Maria Husemann

1892 - 1975


geboren am 1. November 1892 in Wuppertal
gestorben am 12. Dezember 1975 in Wuppertal

„Was ich erlebt habe, darf nie mehr vorkommen. Wir müssen alles tun, dass Unrecht und Unterdrückung nicht mehr zur Herrschaft kommen.“

Mut zum Widerstand und zur Nächstenliebe


Nach Verhaftung des Wuppertaler Caritasleiters und Priesters Hans Carls durch das NS-Regime führte Maria Husemann seine Arbeit unter Einsatz ihres Lebens fort. Sie nutzte die Räumlichkeiten der Erzbischöflichen St.-Anna-Schule, um dort Schriften und Predigten gegen den NS-Terror zu vervielfältigen und zu verbreiten und vielen jüdischen Mitbürgern zu helfen. Aufgrund ihres unerschrockenen Einsatzes wurde sie selbst am 22. Dezember 1943 von der Gestapo verhaftet. Schicksalshaft überlebte sie ihre Verschleppung in ein Konzentrationslager, weil sie sich für andere einsetzte.


Maria Husemanns Erlebnisse in ihrem „Widerstandskampf gegen die Verbrechen der Hitler-Diktatur“ wurden von Pfarrer Karl Sommer 1964 zusammengefasst und 1983 herausgegeben vom Stadtdekanat Wuppertal und Katholikenrat Wuppertal. Ihre autobiographischen Kommentare sind daraus entnommen.

··········

→ Zu bearbeitende Aufgaben
(a) Gib nur die Anzahl der Zeilen in den Datensätzen an, die die Zeichenfolge „positive“ enthalten, wobei Groß- und Kleinschreibung zu beachten ist.
(b) Schreibe den Text über Maria Husemann im Anschluss an seinen letzten Satz weiter.
Der Text und die Datensätze sind voneinander getrenntes Material.

→ Eingabedaten
··········

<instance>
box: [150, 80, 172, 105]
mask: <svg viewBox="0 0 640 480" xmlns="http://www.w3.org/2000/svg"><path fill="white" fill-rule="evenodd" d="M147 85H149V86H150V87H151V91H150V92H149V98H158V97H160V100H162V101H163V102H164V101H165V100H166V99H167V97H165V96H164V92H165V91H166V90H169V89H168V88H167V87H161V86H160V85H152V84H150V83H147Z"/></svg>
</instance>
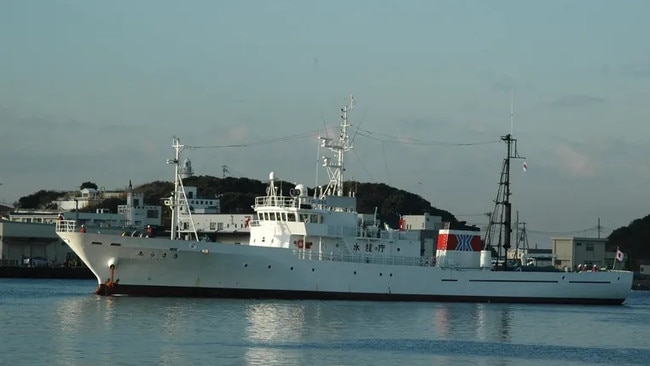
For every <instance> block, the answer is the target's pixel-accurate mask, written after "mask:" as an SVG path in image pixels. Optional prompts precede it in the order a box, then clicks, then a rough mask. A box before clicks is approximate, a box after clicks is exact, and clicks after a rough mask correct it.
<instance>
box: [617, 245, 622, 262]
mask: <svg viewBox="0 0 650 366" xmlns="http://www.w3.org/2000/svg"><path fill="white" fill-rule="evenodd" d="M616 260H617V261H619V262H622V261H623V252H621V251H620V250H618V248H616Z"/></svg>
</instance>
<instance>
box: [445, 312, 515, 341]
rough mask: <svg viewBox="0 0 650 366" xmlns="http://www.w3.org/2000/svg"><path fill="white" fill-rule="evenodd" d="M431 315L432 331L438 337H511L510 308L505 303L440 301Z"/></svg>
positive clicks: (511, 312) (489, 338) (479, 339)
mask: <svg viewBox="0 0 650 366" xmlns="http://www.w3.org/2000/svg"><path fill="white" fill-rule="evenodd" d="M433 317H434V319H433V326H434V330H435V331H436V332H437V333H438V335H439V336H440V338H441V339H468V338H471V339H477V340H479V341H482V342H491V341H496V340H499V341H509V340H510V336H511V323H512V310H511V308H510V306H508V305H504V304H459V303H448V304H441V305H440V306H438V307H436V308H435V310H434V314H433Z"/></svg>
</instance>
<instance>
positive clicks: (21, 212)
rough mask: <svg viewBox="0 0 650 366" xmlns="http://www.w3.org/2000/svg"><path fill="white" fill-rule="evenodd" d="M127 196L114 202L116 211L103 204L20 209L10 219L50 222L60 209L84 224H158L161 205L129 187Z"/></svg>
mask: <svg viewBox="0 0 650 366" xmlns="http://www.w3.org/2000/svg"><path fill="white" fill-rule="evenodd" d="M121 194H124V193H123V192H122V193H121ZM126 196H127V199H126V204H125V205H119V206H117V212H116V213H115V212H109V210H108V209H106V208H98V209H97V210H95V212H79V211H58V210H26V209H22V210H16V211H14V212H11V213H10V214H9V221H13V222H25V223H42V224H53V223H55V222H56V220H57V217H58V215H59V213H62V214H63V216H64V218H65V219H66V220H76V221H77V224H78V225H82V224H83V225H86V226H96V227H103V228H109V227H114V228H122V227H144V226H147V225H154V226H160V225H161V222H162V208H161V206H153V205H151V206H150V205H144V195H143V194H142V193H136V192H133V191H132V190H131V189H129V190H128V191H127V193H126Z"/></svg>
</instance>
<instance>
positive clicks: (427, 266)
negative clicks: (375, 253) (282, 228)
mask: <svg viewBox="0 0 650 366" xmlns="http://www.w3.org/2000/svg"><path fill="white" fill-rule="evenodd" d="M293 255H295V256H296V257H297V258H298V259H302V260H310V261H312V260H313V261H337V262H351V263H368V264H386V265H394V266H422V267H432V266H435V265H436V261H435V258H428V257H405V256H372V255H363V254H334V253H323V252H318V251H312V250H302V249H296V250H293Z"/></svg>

··········

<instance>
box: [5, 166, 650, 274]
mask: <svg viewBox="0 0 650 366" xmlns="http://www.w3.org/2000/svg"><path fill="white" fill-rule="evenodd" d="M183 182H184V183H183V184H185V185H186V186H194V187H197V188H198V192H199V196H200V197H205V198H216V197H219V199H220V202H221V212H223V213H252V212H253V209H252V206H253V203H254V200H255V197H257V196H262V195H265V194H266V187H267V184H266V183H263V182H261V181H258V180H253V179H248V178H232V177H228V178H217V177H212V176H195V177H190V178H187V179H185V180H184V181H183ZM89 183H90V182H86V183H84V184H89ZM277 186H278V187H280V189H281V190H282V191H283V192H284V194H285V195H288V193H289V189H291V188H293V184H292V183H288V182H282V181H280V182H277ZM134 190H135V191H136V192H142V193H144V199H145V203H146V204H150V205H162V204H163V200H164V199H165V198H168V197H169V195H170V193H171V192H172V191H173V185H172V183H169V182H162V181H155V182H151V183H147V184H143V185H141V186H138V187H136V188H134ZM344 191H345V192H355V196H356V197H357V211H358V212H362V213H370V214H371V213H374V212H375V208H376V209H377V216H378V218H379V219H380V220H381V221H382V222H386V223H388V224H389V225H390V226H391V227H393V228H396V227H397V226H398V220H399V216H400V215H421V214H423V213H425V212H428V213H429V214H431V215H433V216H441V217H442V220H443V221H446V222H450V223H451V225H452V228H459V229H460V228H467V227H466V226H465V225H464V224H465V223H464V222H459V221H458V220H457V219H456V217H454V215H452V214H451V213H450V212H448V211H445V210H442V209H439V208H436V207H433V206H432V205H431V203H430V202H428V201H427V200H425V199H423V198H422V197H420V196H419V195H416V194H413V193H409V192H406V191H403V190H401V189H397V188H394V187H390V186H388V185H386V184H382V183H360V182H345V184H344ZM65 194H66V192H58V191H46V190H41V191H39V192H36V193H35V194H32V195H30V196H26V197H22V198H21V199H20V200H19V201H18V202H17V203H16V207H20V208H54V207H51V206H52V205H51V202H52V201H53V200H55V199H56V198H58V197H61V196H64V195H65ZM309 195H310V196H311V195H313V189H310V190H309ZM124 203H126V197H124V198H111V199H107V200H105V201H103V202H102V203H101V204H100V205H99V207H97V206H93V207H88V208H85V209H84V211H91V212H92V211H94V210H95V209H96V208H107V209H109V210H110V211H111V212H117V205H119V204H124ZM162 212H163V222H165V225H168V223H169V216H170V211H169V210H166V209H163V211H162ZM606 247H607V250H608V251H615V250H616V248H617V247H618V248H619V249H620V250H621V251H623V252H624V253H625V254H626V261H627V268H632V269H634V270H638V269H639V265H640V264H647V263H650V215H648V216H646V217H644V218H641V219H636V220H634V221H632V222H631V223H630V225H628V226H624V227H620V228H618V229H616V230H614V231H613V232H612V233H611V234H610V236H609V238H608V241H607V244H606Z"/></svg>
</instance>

··········

→ Lösungen je Aufgabe
(a) 3

(b)
1925 Mit abgeschlossener kaufmännischer Ausbildung beginnt Maria Husemann im Alter von 33 Jahren hauptamtlich ihren Dienst als Sekretärin bei der katholischen Hilfsorganisation Caritas in Wuppertal. Das Büro befand sich innerhalb des Gebäudes der St.-Anna-Schule, dem heutigen Schulraum 7.19. Rasch wird Maria Husemann die persönliche Referentin des Caritas-Direktors Hans Carls. Der engagierte Priester befugte sie, viele Entscheidungen eigenständig zu treffen. Sie konzipierte die Jugendfürsorge, Strafentlassungsfürsorge, Wanderfürsorge, den Mädchenschutz, die Bahnhofsmission, die Erholung für Kinder und Mütter.

1935 Mit den „Nürnberger Rassegesetzen“ verankern die Nationalsozialisten juristisch ihre antisemitische Hetze. Viele jüdische Menschen wenden sich Hilfe suchend an die Caritas.

Maria Husemann besorgt ihnen, so lange es geht, Papiere zur Ausreise und sorgt für ihre vorübergehende Unterbringung. In der Aula der Schule stapeln sich Möbel von ausreisewilligen Juden. Sie hoffen, sie später abholen zu könnten. Maria Husemann kauft und bezahlt Lebensmittel für die unter der Gesetzgebung in Not geratenen jüdischen Familien und bringt sie zu ihnen in die Wohnungen.

Sie vervielfältigt und verbreitet regimekritische Schriften und Predigten. Durch die Soldatenbetreuung der katholischen Jugend finden diese Abschriften den Weg bis zu den Frontsoldaten.

Maria Husemann besucht regelmäßig Hans Carls, der wegen seiner kritischen Predigten 1941 verhaftet wurde und von 1942-1945 im Konzentrationslager Dachau einsitzt. Unter Einsatz ihres Lebens schmuggelt Maria Husemann seine Berichte über die unvorstellbaren Grausamkeiten und Zustände im Konzentrationslager heraus. Ein unheilvolles Missgeschick bei einer Übergabe dieser Dokumente führt zu ihrer Verhaftung.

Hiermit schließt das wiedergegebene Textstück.